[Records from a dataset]
***

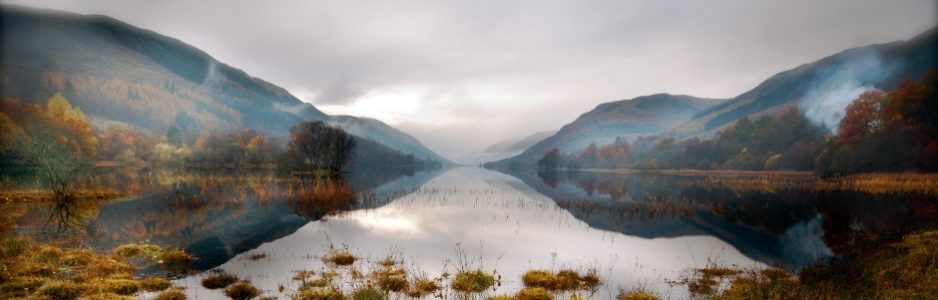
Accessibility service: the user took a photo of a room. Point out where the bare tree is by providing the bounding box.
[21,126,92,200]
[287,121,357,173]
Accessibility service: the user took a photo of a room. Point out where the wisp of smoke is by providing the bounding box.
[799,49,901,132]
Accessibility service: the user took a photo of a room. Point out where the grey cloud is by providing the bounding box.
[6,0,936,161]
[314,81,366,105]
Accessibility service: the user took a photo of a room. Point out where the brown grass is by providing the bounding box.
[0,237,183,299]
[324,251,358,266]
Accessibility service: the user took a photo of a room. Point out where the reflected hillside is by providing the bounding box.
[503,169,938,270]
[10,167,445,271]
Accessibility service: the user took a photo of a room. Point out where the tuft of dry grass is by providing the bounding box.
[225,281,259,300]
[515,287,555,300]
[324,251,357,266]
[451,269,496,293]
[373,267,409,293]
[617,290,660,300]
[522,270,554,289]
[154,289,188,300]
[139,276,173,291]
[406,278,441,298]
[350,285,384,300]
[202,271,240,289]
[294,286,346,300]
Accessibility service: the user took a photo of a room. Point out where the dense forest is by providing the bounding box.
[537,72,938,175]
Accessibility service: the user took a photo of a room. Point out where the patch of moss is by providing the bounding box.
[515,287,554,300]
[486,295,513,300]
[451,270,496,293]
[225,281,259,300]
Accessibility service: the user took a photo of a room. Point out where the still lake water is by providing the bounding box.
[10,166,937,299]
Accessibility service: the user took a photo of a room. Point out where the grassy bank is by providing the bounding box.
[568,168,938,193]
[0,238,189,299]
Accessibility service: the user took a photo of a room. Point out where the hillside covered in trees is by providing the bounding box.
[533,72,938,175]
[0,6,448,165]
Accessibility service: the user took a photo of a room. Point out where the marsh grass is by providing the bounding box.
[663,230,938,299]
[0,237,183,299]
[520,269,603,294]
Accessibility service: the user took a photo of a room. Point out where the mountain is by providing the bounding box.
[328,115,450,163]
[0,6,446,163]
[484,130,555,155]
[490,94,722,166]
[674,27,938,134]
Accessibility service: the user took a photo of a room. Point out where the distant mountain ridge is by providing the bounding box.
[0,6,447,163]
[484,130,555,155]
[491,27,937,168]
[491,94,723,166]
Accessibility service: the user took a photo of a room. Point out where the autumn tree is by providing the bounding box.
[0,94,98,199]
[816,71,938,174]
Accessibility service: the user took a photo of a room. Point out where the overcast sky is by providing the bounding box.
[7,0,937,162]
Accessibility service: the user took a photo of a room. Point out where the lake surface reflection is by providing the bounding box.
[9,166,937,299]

***

- _Task item_
Omit the pictures, then set down all the remaining data exactly as given.

- _Response for this exercise_
Accessibility service: the user took a photo of a room. Point out where the bare tree is by providing the bounding box.
[21,126,92,200]
[287,121,357,173]
Accessibility service: the user took a photo of a room. Point out where the wisp of smoke is by providing the bounding box.
[799,49,901,132]
Accessibility service: the user took a photo of a room. Point out where the grey cloud is by providing the bounding box.
[6,0,936,161]
[314,81,366,105]
Accessibility service: the user took a photo of a room. Point out where the brown grass is by providing the bounding box.
[0,237,183,299]
[324,251,358,266]
Accessibility service: the user took a photo of a room. Point out where the reflected hillside is by providing the bounding box.
[503,169,938,270]
[10,167,445,271]
Accessibility service: the user took a photo of a room. Point out where the tuft of dry grass is by providing the bounding box.
[225,281,259,300]
[515,287,555,300]
[324,251,357,266]
[451,269,496,293]
[373,267,409,293]
[617,290,660,300]
[522,270,554,289]
[154,289,188,300]
[139,276,173,291]
[406,278,441,298]
[350,285,384,300]
[202,271,240,289]
[294,286,346,300]
Accessibility service: the user took a photo of a room. Point out where the dense forest is by providing the bounding box.
[537,72,938,175]
Accessibility service: the user took a photo of a room. Point out where the patch of moss is by providing the bounding box.
[515,287,554,300]
[486,295,513,300]
[451,270,496,293]
[225,281,259,300]
Accessibility service: the user took a photo of a room. Point out where the still lake water is by providing the bounding box.
[10,166,937,299]
Accessibility service: the user took a photo of a room. Point out where the grassy bank is by providing the bounding box.
[568,168,938,193]
[0,238,189,299]
Accessibility service: the user took a photo of a room. Point out where the hillside covered in trees is by providing the bounding box.
[533,72,938,175]
[0,6,448,165]
Accessibility service: the user took a photo of a room. Point out where the marsh grass is by providing the bounding box.
[663,230,938,299]
[0,237,183,299]
[520,269,603,294]
Accessibility service: the user took a photo of a room. Point out where the mountain is by providing the bounding box.
[328,115,450,163]
[0,6,446,163]
[484,130,555,155]
[490,94,722,166]
[674,27,938,134]
Accessibility service: the user took a photo of a room. Point out where the distant mountain ridge is by providing the bounding box.
[0,6,447,163]
[484,130,555,155]
[491,27,937,168]
[491,94,723,166]
Accessibility service: the user took a photo of a room. Point out where the autumn tree is by providing the bounding box.
[0,94,98,199]
[816,71,938,174]
Accessibility service: the user took a photo of a room. Point out where the overcast sky is by providing the bounding box.
[7,0,937,162]
Accessibility service: the user took a photo of a room. Point out where the lake surface reflection is by providing the bounding box.
[9,166,937,299]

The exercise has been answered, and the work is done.